Start of TEXT

Saturday, January 22, 2011

Blues falter against Blue Jackets

5-2 loss leaves coach, team puzzled following disheartening defeat

By LOUIE KORAC
ST. LOUIS -- It was the kind of start the Blues wanted. Good jump, good pace, collective execution. All the perfect ingredients that two points warrant, right?

Well, if a 60-minute hockey game could have been condensed into eight minutes, the Blues were winners Saturday night.

Unfortunately, the Blues were somehow forced to play the last 52 minutes of the game ... and it was all Columbus Blue Jackets after that.

The Jackets fell behind by a couple goals but were able to reel off five straight -- including three in the third period to snap a tie game in a 5-2 victory over the Blues Saturday night at Scottrade Center.

With importance on each game from here on out, the Blues (22-18-7) laid their biggest egg of the season in what was a puzzling turn of events after Eric Brewer and Patrik Berglund staked them to a 2-0 lead less than eight minutes into the game.

Even leading 2-1 after the first, the Blues began to unravel in rapid fashion. It catapulted into the third period and the train wreck was out in full force.

It left coach Davis Payne wondering what went wrong.

"I don't even think it was the second period," an obvious disappointed Payne said. "It was the seven-, eight-minute mark of the first period. I felt that we came out, established our game, got an early goal on the rush, got a power play goal, a couple scraps ... and that was it. All of the sudden, we decided to redefine ourselves mid-period. We were never able to stop the downhill slide. Not enough guys understanding what kind of decisions were needed to be made, understanding what type of battle needed to happen.

"Columbus was persistent. They didn't have the start they needed, but (they) were persistent and easy for them to feel they could come back in that hockey game."

Goals from Antoine Vermette, Jared Boll, Andrew Murray, Rick Nash and Fedor Tyutin came in disheartening fashion in front of a crowd that did its best to vault the Blues back to where they were early in the game.

"The first goal is a return in coverage, the second goal was a turnover, the third goal was a turnover," Payne explained. "... Lack of attention to detail, lack of doing things long enough. It's really quite inexcusable for a game of this importance."

Which begs the question: why would the Blues alter the game plan when things were going so right?

"We tried playing an easy game rather than a hard, simple game," forward David Backes said. "The result is them getting momentum and possessions in our zone. We didn't have much to counter."

Despite still leading the game, Vermette's goal 11 minutes, 19 seconds into the opening period seemed to burst the Blues' bubble.

"It seemed like that took more out of us than it should have," Payne said. "We came committed to play a full 60, at least that was the intent. We got off to a good start and it went away ... vanished."

The Blues fell so far off-track in the second period that they went 15:57 between shots in the first and second periods and one shot in 21:24 against a goalie (Columbus' Steve Mason) that was wobbly at best in the game.

End of TEXT
Start of DATASET EXCERPTS

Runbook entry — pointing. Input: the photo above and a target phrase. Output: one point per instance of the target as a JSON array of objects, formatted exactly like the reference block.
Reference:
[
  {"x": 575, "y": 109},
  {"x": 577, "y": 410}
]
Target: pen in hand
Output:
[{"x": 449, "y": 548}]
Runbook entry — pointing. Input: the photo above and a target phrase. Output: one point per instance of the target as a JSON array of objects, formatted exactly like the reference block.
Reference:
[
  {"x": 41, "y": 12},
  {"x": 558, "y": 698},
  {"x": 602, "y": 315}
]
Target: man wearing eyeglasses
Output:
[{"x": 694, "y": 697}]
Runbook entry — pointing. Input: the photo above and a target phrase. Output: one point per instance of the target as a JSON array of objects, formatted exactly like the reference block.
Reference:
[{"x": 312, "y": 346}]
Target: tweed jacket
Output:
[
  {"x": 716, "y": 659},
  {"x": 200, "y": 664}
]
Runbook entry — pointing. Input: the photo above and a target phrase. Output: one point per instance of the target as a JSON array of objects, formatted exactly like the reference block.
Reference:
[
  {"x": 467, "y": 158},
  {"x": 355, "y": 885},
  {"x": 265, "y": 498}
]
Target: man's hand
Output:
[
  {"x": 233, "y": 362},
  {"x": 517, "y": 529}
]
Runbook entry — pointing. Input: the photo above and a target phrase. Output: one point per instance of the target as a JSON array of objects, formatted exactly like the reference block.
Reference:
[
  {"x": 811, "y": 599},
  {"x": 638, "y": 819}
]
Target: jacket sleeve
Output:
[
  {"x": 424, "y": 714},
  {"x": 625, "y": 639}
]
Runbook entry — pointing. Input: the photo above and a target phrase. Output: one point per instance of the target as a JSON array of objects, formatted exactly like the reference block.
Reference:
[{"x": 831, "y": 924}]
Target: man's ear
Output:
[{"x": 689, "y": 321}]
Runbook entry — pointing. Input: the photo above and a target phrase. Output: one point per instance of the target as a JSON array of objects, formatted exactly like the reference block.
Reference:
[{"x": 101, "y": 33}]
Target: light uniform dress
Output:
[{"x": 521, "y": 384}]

End of DATASET EXCERPTS

INSTRUCTIONS TO FOLLOW:
Reproduce the stretch of the game report from "Even leading 2-1" through "needed to happen.". The records have no connection to the text.

WRITTEN ANSWER:
Even leading 2-1 after the first, the Blues began to unravel in rapid fashion. It catapulted into the third period and the train wreck was out in full force.

It left coach Davis Payne wondering what went wrong.

"I don't even think it was the second period," an obvious disappointed Payne said. "It was the seven-, eight-minute mark of the first period. I felt that we came out, established our game, got an early goal on the rush, got a power play goal, a couple scraps ... and that was it. All of the sudden, we decided to redefine ourselves mid-period. We were never able to stop the downhill slide. Not enough guys understanding what kind of decisions were needed to be made, understanding what type of battle needed to happen.